“Now he’s gone and joined that stupid club,” said Kurt Cobain‘s mother on hearing of his death. “That stupid club” referred, of course, to the select group of rock stars who die in their mid-20s – Jimi Hendrix, Janis Joplin and Jim Morrison among them.
Although the circumstances of Nick Drake’s death were slightly different, his passing was no less tragic. He was the antithesis of the rock ‘n’ roll animal, leaving behind just three albums of quiet, otherworldly beauty that were only truly appreciated after his death. His lifestyle too was worlds away from the likes of Hendrix and Morrison – the black depression that plagued him throughout his life left him hospitalised and often unable to function for days at a time. He died, aged just 26, in November 1974 from an overdose of anti-depressants.
Thirty years on, and Drake’s legend burns brighter than it ever did during his lifetime. His three albums are now regarded as classics and his influence can be heard on several of today’s artists, including Beth Orton and Kathryn Williams. Even Hollywood superstar Brad Pitt has revealed himself as an unlikely fan, narrating an upcoming BBC Radio Two documentary about the man.
Drake’s fans may have long ago given up hearing any new material from their hero, but Made To Love Magic will at last satiate their desire. It’s not a new album of course, but rather an album of rarities, out-takes, alternative versions of songs and the Holy Grail for Drake fans, an unreleased track recorded just a few months before his death.
Given such a tragic story, it would be understandable if the uninitiated were to approach a Nick Drake album with caution. Surely a mind so tortured could only produce music that is incredibly hard to listen to? The answer, thankfully, is no. Drake’s music, while being heart rendering and melancholy, could also be incredibly uplifting and peaceful. The arrangements on all tracks here are sparse, and for once the studio remastering has worked wonders – there are no dance remixes here, just some quietly sublime songs presented the way Drake intended them to be heard.
This collection really will have Drake fans salivating with excitement – one of his most loved tracks, River Man, is included without any orchestration and the stark accompaniment of the acoustic guitar makes the beauty of the song stand out all the more. There’s also an alternative version of Thoughts Of Mary Jane, which is even more blissful than the original found on his debut Five Leaves Left.
Drake is most famous for his songwriting, but he was also a superb guitar player. Three Hours is probably the best example of this here, with some truly awe-inspiring playing. The song itself is augmented with congo drums and a flute, and is even superior to the original.
Although there are signs of Drake’s fragile state of mind – Black Eyed Dog contains some harrowing imagery which becomes even poignant given his demise – there are happier moments here too. Mayfair could almost be termed jaunty, and sounds uncannily like Belle And Sebastian at times. The much vaunted unheard track, Tow The Line, exudes a peace and contemplation that ends the album on a surprisingly positive note.
Although new fans would probably be best advised to start their Drake collection with the excellent Way To Blue compilation, Made To Love Magic is a wonderfully unexpected treat for all admirers of a man who died far too early. An excellent addition to a small, yet flawless, legacy.

The data =
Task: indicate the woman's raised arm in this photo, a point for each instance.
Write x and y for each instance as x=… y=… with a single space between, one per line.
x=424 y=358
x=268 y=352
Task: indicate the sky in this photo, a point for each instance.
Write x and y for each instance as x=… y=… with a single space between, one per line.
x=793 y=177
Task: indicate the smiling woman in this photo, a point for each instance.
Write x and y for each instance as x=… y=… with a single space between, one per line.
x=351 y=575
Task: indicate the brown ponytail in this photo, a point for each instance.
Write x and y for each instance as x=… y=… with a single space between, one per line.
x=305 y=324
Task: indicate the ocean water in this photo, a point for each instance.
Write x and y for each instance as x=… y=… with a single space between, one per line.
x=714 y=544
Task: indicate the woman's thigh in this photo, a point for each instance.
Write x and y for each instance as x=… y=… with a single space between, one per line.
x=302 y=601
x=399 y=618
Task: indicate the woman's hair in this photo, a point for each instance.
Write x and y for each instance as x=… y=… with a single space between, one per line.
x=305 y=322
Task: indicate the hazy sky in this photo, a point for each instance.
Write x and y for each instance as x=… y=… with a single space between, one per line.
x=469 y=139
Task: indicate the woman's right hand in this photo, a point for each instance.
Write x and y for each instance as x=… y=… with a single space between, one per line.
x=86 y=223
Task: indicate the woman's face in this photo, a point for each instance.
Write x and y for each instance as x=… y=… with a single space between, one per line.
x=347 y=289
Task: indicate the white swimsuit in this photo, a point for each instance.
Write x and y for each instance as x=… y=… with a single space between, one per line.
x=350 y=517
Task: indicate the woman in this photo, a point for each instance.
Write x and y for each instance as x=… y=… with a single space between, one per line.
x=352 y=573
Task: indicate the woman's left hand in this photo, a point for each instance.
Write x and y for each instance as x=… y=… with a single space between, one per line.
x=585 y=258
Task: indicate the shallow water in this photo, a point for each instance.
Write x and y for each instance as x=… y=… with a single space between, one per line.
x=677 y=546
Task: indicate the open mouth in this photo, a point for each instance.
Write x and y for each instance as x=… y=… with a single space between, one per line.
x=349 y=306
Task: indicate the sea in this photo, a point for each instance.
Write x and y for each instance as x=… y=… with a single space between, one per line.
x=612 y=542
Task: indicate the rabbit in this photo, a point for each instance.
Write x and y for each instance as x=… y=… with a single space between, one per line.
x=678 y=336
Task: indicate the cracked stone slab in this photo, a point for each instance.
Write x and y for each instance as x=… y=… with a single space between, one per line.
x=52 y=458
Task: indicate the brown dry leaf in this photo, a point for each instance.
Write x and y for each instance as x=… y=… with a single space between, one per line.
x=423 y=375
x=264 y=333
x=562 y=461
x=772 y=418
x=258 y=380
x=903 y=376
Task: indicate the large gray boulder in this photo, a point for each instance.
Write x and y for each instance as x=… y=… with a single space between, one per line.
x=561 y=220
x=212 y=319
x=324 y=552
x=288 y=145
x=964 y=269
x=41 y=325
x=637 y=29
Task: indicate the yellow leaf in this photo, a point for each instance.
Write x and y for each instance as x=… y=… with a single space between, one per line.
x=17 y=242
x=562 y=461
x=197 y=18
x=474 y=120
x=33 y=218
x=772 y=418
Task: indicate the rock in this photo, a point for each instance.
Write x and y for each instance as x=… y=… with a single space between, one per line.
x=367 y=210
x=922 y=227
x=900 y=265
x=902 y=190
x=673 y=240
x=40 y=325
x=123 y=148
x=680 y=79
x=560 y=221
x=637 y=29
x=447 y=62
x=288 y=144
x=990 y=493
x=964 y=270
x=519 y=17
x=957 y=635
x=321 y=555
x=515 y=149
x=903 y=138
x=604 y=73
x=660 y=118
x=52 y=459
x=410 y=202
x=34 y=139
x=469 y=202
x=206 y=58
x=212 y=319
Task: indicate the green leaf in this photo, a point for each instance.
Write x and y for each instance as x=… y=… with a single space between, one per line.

Exercise instructions = Reproduce the part of the review of Made To Love Magic starting with "Drake is most" and going on through "to the original.". None of the entries matter here.

Exercise output =
Drake is most famous for his songwriting, but he was also a superb guitar player. Three Hours is probably the best example of this here, with some truly awe-inspiring playing. The song itself is augmented with congo drums and a flute, and is even superior to the original.